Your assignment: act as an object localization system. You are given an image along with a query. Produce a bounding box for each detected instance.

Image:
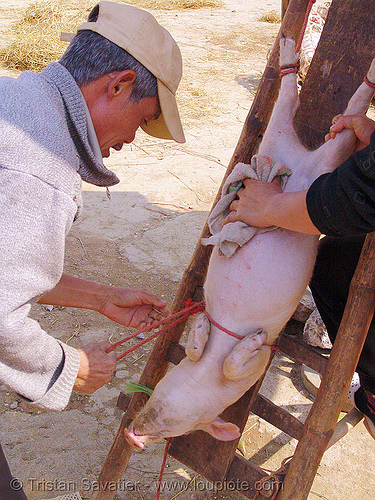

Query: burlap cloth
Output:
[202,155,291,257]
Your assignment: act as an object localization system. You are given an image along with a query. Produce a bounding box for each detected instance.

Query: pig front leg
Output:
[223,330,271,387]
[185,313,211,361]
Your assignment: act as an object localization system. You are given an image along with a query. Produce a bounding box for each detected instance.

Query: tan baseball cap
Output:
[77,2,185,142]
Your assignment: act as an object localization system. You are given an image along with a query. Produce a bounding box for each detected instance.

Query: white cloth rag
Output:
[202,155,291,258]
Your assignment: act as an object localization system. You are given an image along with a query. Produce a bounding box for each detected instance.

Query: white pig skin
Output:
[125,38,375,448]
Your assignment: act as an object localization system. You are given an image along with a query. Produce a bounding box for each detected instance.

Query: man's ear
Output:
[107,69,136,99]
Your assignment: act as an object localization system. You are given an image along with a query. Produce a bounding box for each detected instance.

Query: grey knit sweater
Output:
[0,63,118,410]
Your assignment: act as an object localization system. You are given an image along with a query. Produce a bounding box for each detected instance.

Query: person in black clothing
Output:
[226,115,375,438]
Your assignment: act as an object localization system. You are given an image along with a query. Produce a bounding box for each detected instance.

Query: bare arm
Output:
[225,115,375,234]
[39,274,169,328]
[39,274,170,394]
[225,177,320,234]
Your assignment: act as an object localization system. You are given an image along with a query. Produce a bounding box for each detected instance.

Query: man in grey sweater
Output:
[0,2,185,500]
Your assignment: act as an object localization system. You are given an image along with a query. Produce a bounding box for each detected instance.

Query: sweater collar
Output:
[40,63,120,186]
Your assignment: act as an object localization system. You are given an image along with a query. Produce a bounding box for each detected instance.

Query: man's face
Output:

----

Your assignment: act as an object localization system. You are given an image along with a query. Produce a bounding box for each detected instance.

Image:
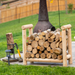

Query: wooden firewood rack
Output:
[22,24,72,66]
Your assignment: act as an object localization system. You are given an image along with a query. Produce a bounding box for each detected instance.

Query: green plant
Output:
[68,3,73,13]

----

Task details>
Locate every line in the rows above that contains the word "grey", and copy each of those lines in full.

Correct answer>
Query: grey knit sweater
Query: man in grey sweater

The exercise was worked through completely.